### Written instruction A:
Please find every line in the listing below that contains the word "dark" and copy each one out.

### Page text:
Zurmo, the free CRM: Interview with Ray Stoeckicht

Zurmo, the free CRM: Interview with Ray Stoeckicht


I had the privilege to interview Ray Stoeckicht, the co-founder of an exciting new free software/open souce company creating Zurmo. Zurmo is a "social CRM": a program aimed at making CRM fun (if you know something about CRM, you will know that the word "fun" never seems to associate with CRM).

Hi Ray. Please tell us something about yourself: what's your background?

Sure. I’m your semi-normal 32 year old guy that grew up in the era of dial-up and America Online. My first computer was a Commodore 128 and it was all about computer games early on. I later transitioned to a PC and started playing around with my dad’s AutoCAD 9.0. Since then, I have become an obsessive compulsive serial entrepreneur in the tech field. Open source CRM for the past 6 years. I co-own another CRM company, Intelestream, which focuses on developing and customizing open source CRM applications. We work mostly with SugarCRM and the different derivatives. We launched 3 CRM products since 2009, including Intelecrm, which is based on the SugarCRM Community Edition code base.

Two years ago, we decided to create our own CRM application on our own code base, which is where Zurmo came from. Before starting Intelestream, my partner and I started a telecommunications company that provided wireless Internet access to areas in the Chicagoland suburbs that did not have high speed internet. We sold the company in 2004.

You entered a pretty crowded (and competitive) market. What made you decide to write a CRM?

Yes, the CRM market is quite saturated and it is overwhelming when you look at all the apps out there. My co-founder, Jason Green, and I have been working with CRM for many years and we felt there was a gap in the marketplace. Sure there are a ton of CRM’s, but ask any user if they like CRM and they will abruptly say “no way”. I’ve seen it hundreds upon hundreds of times and the reasons are always around the system being difficult to use, clunky, overwhelming, and time consuming.

Our intent was to challenge the way people approach CRM. Traditionally, it has failed users. CRM failure rates have remained consistently at 40-50% over the past ten years. Since we knew what people didn’t like, we had an idea of what would make things better and with Zurmo, we finally had our own code base to work with and include certain features like gamification and social CRM. Already, we have seen an increase in user adoption, which is very encouraging. In the end we want to transition CRM from a dull system that sales/marketing people view as "the data entry thing" to an engaging, enchanting, and fun system that end users enjoy using.

In your documentation, you cover a lot the unit tests. You seem to care a lot about code quality. Has that made a difference while developing Zurmo?

Yes, we are a bit fanatical about testing and it plays a very important role in development. Without tests it would be very difficult to develop an application of this complexity and be sure that everything works correctly. We have unit tests (with code coverage of about 85%), functional tests, and walkthrough tests (a mix between unit and functional tests, used to test if controller actions are executed correctly).

### Given records:
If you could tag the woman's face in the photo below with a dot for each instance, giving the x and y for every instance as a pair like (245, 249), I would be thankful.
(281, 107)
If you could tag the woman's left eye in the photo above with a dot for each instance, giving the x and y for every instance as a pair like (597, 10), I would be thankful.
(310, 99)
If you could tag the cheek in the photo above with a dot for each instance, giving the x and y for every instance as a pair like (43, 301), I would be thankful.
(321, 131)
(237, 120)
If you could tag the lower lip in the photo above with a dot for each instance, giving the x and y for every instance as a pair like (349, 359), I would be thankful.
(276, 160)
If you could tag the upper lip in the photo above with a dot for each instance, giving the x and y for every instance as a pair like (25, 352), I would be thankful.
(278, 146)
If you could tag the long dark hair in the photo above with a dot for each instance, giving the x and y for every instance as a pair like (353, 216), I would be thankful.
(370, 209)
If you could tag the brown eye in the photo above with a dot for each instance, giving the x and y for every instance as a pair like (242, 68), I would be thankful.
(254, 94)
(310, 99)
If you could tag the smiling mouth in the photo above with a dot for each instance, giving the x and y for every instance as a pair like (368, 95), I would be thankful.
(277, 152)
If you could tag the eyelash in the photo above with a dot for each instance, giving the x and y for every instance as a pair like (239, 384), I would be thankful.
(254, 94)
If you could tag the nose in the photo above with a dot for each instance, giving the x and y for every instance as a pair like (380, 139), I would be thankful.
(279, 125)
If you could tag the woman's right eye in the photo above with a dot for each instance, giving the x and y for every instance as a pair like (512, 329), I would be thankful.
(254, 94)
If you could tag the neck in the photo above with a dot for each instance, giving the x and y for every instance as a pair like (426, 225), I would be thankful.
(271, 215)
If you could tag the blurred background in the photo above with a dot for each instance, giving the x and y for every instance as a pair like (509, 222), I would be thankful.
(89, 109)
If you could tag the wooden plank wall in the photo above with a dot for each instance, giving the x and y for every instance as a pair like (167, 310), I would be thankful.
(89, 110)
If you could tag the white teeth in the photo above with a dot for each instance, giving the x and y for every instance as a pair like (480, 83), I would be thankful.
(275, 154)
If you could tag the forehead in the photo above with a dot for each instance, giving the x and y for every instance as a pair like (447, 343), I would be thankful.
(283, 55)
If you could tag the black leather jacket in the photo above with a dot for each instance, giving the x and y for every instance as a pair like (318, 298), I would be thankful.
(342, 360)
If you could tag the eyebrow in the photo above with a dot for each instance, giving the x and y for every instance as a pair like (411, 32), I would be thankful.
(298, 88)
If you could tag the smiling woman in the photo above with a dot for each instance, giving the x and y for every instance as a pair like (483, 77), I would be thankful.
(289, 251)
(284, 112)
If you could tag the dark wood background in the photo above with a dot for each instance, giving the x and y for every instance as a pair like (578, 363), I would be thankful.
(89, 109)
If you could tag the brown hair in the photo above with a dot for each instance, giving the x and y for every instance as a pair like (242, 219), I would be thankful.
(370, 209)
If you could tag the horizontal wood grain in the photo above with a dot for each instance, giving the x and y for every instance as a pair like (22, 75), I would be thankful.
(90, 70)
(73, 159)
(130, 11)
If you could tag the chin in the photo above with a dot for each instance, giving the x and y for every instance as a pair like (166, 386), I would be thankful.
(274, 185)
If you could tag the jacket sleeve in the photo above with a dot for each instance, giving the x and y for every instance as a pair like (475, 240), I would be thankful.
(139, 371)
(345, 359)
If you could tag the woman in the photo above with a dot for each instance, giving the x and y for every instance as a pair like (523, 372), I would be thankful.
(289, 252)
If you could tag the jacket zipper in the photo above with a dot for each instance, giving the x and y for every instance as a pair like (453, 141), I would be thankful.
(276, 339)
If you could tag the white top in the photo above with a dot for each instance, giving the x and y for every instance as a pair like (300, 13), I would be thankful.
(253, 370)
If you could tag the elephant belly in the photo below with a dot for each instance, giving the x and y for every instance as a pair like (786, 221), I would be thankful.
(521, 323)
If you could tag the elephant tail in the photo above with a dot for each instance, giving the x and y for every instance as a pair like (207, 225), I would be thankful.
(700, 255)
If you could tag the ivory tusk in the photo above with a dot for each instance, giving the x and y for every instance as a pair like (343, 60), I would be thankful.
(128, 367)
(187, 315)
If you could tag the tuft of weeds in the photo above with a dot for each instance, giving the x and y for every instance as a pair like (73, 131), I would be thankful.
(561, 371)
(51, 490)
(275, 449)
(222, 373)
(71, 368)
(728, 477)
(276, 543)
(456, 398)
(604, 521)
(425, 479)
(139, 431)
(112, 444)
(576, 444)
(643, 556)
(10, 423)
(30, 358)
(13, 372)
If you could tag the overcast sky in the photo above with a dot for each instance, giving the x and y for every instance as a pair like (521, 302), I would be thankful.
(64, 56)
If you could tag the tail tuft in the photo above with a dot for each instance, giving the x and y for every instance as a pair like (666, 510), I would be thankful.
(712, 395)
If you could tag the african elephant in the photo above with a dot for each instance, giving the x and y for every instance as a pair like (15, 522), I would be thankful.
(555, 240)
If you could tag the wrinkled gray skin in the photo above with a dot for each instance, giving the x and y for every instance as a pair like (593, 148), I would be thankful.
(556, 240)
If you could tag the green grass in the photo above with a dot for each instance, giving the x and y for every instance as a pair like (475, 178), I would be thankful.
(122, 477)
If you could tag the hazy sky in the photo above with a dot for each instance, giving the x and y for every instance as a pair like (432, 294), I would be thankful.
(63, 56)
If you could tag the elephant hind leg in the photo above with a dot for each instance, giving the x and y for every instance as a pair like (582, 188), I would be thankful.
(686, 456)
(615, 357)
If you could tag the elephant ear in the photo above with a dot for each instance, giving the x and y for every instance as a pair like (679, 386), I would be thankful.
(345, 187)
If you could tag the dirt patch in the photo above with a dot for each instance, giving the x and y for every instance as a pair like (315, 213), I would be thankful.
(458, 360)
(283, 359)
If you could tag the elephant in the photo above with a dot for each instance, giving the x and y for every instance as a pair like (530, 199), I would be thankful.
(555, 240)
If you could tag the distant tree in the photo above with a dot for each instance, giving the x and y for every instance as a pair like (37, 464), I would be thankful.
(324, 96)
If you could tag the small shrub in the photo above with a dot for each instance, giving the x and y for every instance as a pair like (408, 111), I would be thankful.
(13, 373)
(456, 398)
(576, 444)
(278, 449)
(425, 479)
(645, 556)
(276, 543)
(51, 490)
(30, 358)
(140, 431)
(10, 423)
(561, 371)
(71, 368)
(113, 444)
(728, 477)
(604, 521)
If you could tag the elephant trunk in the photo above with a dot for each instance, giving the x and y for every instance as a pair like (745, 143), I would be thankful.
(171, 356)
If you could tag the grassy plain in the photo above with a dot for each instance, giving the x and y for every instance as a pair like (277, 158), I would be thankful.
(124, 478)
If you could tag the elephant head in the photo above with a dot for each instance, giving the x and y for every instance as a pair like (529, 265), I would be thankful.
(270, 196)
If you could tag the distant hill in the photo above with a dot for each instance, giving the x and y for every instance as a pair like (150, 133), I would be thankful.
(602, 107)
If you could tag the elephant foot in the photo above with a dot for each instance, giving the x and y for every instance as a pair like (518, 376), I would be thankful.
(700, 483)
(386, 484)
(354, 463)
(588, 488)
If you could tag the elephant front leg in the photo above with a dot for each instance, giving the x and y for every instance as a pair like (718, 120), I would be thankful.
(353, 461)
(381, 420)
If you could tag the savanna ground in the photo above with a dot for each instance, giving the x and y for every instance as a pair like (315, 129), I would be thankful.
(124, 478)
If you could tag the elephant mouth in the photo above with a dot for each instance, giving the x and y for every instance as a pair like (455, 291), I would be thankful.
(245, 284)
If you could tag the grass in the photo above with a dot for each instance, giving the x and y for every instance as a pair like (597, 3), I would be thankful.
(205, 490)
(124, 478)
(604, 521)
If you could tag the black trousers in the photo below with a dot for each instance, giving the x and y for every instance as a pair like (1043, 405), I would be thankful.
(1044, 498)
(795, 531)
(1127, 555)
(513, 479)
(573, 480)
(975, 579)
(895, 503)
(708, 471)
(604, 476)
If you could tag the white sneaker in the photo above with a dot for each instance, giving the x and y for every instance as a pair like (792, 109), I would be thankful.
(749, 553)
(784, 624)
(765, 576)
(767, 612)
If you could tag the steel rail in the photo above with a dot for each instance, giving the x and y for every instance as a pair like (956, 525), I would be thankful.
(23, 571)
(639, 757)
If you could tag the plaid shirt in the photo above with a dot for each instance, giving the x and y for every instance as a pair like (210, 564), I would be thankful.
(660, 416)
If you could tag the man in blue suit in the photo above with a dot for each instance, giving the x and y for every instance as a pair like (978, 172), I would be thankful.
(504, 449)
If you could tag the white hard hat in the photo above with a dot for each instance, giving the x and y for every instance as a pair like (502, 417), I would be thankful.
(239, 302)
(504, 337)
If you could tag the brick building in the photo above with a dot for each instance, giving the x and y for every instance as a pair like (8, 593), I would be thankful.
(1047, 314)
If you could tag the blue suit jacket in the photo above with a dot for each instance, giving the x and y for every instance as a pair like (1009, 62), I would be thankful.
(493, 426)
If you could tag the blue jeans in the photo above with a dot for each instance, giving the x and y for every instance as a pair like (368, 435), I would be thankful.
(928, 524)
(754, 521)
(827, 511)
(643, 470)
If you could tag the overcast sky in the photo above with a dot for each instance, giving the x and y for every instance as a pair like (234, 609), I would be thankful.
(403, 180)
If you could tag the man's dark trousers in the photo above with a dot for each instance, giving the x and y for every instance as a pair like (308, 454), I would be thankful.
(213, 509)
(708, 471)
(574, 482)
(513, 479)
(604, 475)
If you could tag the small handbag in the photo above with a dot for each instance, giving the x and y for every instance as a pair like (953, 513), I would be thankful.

### Written instruction B:
According to the interview, why does the Zurmo team put so much emphasis on testing?

### Full response A:
If you could tag the long dark hair in the photo above with a dot for each instance, giving the x and y for every instance as a pair like (353, 216), I would be thankful.
If you could tag the dark wood background in the photo above with a dot for each instance, giving the x and y for every instance as a pair like (578, 363), I would be thankful.
If you could tag the man's dark trousers in the photo above with a dot for each instance, giving the x and y for every instance as a pair like (308, 454), I would be thankful.

### Full response B:
Without tests, it would be very difficult to develop an application as complex as Zurmo and be sure that everything works correctly.